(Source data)
========
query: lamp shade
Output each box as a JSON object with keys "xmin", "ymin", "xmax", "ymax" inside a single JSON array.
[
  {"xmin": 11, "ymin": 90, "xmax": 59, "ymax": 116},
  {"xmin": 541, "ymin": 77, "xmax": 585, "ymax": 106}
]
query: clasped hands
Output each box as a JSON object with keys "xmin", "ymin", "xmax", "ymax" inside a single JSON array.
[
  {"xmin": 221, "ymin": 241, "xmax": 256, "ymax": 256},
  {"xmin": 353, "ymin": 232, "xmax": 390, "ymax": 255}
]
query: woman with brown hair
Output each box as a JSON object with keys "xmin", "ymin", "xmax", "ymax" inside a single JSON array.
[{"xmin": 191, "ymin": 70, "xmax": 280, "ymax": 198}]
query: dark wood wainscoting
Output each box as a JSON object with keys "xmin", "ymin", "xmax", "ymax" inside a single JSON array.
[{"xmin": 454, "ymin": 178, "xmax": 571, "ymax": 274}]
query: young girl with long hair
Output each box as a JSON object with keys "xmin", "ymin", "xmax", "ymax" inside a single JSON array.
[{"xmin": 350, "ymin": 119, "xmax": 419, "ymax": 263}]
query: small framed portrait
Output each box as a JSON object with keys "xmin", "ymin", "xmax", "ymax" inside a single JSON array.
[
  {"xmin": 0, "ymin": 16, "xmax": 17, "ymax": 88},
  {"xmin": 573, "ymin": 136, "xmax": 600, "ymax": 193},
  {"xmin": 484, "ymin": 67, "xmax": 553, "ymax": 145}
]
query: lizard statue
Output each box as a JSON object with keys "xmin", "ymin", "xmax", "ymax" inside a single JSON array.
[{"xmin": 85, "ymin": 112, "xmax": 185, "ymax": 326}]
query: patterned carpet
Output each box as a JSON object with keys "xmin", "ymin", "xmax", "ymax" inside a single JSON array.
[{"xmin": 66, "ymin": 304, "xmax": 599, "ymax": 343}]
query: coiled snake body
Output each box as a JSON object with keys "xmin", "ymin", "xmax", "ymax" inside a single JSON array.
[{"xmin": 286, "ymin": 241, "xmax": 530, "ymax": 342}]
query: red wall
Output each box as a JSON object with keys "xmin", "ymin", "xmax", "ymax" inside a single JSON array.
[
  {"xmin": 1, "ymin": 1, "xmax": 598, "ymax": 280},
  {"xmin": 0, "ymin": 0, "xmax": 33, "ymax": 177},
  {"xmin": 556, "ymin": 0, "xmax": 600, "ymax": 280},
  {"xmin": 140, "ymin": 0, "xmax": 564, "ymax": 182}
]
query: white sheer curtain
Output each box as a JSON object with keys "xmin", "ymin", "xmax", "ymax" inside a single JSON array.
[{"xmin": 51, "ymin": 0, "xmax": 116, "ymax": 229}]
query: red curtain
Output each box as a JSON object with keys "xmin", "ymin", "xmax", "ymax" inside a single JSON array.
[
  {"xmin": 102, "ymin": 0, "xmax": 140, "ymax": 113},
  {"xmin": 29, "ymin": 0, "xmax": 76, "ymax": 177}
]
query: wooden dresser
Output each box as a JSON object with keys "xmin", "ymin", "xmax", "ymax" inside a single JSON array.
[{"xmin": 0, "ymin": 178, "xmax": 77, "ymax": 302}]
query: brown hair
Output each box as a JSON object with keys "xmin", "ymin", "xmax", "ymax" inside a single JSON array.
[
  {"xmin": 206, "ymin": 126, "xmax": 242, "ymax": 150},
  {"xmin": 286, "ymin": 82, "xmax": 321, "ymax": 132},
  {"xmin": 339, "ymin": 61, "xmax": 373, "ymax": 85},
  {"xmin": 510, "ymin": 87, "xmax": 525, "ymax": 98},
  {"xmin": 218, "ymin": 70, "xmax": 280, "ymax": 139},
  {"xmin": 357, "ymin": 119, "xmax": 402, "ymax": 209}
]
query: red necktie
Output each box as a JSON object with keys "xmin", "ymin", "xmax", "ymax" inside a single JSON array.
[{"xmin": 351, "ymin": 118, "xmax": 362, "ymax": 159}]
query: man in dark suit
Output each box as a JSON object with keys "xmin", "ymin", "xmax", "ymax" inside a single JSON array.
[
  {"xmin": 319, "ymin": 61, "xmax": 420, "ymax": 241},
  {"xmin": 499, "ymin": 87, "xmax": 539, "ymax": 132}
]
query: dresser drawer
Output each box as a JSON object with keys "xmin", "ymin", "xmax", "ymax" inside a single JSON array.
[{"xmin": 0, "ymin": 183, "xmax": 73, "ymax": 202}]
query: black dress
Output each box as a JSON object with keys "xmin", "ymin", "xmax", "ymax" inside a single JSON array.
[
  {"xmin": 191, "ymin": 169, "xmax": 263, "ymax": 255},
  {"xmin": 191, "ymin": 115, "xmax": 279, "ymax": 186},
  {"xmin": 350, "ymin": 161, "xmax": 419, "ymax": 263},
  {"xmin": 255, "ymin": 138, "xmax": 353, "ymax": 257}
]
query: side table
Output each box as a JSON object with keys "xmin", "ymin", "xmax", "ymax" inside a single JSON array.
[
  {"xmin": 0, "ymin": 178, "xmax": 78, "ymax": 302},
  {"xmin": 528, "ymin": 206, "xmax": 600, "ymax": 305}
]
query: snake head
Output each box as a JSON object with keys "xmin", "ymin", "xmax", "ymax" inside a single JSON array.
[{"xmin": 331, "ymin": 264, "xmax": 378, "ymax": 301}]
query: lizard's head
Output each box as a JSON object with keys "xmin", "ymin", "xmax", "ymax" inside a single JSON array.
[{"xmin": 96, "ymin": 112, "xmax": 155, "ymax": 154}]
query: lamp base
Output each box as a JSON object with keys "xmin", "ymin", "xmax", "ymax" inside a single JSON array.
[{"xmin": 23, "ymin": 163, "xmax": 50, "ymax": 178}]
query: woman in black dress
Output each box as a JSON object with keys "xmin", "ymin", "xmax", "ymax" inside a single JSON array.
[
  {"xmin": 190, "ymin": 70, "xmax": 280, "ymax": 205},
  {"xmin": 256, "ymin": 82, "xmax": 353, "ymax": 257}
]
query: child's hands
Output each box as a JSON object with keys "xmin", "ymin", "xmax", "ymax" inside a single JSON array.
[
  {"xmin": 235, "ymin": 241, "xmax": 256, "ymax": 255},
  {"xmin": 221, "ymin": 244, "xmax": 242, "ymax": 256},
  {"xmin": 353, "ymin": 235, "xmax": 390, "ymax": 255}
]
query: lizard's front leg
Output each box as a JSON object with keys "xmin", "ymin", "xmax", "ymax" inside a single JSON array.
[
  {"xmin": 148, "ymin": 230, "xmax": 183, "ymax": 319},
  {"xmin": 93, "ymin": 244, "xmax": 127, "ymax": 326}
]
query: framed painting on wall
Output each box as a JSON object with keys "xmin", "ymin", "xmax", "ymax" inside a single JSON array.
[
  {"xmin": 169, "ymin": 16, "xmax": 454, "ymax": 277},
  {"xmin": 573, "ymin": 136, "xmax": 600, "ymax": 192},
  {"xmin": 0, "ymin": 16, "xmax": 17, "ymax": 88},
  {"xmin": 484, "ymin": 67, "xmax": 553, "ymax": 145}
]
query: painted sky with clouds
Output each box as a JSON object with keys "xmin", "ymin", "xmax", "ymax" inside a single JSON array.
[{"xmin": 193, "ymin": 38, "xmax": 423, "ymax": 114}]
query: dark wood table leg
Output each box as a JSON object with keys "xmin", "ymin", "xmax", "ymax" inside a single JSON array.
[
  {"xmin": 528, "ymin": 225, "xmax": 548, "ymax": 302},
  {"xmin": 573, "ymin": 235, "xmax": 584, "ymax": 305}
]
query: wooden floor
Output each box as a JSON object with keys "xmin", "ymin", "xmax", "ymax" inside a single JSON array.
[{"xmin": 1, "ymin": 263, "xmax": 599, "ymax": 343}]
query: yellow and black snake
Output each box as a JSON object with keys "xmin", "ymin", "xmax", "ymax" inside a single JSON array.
========
> Assignment: Transcribe the records above from the line holding "query: small framed portrait" down to the line holding "query: red wall", inclusive, without adding anything.

> Solution to the problem:
query: small framed portrait
Output each box as a JSON object with keys "xmin", "ymin", "xmax", "ymax" inside a single JSON array.
[
  {"xmin": 0, "ymin": 16, "xmax": 17, "ymax": 88},
  {"xmin": 573, "ymin": 136, "xmax": 600, "ymax": 193},
  {"xmin": 484, "ymin": 67, "xmax": 553, "ymax": 145}
]
query: lizard statue
Output each box as a JSON object with keys "xmin", "ymin", "xmax", "ymax" inside a single JSON array.
[{"xmin": 85, "ymin": 112, "xmax": 185, "ymax": 326}]
query: patterned carpet
Output each box as a JSON object with keys "xmin", "ymin", "xmax", "ymax" inside a single JSON array.
[{"xmin": 66, "ymin": 304, "xmax": 599, "ymax": 343}]
query: coiled snake body
Output each box as a JSON object with keys "xmin", "ymin", "xmax", "ymax" inside a single JSON array.
[{"xmin": 286, "ymin": 241, "xmax": 530, "ymax": 342}]
query: red wall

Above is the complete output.